▶ Exercise aim: In the entries below, find every line holding the string "bird" and collect it.

::: Extracted entries :::

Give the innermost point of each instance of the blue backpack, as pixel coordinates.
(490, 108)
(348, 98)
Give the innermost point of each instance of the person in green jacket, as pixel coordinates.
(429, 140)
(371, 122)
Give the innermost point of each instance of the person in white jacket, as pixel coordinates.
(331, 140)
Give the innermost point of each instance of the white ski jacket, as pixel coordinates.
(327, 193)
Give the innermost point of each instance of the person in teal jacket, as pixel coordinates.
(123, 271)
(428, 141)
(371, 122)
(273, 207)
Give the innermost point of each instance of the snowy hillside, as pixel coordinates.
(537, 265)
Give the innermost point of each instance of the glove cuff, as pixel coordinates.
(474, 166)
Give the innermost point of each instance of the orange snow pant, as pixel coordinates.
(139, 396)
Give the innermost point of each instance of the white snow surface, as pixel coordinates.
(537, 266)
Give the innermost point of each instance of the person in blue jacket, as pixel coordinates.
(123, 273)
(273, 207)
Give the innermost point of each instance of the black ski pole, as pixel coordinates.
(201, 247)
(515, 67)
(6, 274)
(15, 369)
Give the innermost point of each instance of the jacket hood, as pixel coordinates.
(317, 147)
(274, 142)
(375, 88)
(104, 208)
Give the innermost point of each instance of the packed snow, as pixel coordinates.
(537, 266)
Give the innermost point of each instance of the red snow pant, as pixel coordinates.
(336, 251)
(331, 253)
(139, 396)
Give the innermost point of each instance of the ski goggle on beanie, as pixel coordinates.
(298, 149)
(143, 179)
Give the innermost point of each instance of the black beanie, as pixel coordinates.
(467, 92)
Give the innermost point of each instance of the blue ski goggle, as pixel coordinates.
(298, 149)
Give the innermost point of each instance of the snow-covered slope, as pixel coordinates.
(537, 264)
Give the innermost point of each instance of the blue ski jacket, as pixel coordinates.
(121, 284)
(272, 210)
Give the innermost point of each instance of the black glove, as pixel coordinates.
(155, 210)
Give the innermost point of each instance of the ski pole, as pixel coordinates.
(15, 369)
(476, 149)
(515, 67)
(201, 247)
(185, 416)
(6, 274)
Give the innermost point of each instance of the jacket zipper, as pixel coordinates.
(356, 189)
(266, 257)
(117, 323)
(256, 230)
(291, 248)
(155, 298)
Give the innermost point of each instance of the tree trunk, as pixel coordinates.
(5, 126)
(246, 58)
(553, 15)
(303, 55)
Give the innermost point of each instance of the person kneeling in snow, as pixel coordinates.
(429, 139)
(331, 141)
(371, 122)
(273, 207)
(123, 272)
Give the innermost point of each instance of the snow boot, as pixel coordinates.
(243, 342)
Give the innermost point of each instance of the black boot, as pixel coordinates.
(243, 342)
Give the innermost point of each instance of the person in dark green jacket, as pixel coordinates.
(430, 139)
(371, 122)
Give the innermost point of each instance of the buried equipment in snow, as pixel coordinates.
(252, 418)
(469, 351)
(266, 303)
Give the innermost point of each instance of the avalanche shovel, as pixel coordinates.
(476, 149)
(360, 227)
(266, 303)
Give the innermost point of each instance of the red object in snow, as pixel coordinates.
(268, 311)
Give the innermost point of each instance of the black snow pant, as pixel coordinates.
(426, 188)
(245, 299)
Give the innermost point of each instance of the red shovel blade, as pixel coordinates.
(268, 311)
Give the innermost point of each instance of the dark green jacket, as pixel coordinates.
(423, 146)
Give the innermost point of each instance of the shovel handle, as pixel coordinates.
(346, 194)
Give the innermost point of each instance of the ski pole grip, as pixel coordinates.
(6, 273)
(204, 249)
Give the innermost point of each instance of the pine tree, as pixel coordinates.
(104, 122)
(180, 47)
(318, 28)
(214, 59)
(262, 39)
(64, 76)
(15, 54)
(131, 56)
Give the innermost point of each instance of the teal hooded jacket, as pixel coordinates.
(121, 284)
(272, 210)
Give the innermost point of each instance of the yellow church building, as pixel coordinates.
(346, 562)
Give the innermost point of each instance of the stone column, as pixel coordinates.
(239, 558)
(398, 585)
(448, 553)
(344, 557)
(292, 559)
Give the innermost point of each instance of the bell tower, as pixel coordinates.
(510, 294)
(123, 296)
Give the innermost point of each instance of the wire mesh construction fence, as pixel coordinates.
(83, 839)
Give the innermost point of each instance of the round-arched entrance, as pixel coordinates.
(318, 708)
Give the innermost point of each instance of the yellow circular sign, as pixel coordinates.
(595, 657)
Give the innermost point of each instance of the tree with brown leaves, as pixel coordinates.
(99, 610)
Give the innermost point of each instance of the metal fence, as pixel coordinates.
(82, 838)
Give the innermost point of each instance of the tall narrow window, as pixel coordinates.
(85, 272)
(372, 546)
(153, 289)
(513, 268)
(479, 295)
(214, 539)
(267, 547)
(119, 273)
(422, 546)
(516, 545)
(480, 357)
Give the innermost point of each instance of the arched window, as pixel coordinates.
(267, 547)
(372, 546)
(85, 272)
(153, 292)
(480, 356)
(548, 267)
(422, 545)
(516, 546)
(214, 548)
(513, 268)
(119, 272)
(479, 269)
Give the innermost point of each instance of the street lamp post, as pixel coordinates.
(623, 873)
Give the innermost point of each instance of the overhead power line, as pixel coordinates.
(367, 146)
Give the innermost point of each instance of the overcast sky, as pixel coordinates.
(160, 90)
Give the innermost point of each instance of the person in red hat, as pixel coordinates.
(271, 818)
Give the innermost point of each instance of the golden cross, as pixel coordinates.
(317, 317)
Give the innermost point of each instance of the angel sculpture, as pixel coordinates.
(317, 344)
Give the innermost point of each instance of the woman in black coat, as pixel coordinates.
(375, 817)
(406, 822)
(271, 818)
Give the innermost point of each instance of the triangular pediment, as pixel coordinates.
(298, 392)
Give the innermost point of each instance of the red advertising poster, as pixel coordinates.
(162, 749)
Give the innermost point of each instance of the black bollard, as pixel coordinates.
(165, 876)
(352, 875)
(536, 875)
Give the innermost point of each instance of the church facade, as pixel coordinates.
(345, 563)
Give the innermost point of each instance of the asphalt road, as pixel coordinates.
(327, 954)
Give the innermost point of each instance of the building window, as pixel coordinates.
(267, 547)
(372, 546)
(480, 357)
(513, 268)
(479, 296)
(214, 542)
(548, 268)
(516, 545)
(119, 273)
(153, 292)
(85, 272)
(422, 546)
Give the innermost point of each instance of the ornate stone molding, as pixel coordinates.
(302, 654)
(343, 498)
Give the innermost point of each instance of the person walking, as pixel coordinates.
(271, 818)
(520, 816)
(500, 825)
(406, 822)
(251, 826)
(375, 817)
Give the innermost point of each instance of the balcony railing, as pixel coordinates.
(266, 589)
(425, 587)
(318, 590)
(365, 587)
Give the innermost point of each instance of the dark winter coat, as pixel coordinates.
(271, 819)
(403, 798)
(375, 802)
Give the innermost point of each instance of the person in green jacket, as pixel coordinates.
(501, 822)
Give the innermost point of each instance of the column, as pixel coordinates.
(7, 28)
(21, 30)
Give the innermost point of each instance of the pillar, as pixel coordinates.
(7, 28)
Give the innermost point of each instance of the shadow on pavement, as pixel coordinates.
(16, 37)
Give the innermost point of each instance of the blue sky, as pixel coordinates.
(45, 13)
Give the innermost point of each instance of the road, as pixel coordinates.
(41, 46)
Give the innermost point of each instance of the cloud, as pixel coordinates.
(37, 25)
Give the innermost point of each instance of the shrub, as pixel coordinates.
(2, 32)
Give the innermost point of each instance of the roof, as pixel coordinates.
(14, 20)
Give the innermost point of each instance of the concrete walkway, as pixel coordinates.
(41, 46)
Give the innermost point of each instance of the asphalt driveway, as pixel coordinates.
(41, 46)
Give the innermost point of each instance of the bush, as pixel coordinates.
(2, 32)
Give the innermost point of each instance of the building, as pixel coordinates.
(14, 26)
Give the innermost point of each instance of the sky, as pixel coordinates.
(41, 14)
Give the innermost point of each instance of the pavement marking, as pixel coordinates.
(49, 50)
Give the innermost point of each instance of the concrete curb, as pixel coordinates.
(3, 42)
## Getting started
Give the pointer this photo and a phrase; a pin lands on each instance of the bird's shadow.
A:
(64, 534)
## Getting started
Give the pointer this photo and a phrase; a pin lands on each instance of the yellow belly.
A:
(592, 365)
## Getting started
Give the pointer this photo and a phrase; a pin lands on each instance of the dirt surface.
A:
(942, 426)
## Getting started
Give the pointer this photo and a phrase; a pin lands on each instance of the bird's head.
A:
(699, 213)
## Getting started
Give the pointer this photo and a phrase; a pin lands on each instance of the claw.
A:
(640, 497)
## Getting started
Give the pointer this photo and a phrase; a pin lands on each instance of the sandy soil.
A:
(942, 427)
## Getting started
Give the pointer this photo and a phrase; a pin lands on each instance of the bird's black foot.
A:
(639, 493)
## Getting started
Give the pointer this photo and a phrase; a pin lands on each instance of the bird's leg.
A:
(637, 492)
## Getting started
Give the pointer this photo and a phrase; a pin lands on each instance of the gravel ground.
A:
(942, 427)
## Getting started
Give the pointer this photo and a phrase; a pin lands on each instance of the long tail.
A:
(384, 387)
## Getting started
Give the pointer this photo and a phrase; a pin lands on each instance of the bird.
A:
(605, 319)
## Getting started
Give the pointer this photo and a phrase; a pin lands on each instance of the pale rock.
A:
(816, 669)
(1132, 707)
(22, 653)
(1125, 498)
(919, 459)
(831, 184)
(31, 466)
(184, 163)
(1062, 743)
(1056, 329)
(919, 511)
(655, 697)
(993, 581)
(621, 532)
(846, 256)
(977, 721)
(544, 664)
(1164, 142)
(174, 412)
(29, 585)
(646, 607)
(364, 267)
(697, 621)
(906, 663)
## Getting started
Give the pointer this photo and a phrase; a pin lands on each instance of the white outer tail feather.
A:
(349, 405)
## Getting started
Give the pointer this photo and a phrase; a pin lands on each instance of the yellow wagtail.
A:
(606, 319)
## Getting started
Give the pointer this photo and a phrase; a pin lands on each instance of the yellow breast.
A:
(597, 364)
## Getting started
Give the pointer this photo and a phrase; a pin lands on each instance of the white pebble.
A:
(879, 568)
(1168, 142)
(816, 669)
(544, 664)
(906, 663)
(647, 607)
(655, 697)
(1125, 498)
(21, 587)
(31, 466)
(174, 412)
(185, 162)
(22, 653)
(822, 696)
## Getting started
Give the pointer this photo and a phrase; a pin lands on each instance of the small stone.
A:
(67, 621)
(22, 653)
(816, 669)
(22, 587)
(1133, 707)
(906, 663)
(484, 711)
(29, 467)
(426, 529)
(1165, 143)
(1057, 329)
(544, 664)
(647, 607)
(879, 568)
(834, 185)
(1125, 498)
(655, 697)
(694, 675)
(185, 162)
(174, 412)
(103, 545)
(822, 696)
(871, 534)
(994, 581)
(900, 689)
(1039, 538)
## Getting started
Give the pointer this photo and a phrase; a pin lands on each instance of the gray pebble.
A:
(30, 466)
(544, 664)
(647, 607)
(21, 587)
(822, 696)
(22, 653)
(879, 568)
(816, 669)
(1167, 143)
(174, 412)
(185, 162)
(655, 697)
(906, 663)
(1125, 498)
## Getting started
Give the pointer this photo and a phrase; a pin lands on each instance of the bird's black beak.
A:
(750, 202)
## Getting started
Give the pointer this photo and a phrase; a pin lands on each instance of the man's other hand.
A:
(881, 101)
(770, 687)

:::

▶ Output of the task:
Give the pointer this photo and a phrase; a pin lands on each instance of the bird's shadow.
Give the pointer this photo and a phrase; a pin lands on each instance of the bird's head.
Give the pointer this photo and a phrase; a pin lands on each instance of the bird's black foot.
Give the pointer this photo and a phrase; a pin lands on each instance of the bird's leg.
Give the pointer this photo and a phrase; a pin lands on each instance of the bird.
Give the pointer this photo and a phrase; a pin lands on each instance of the bird's black beak.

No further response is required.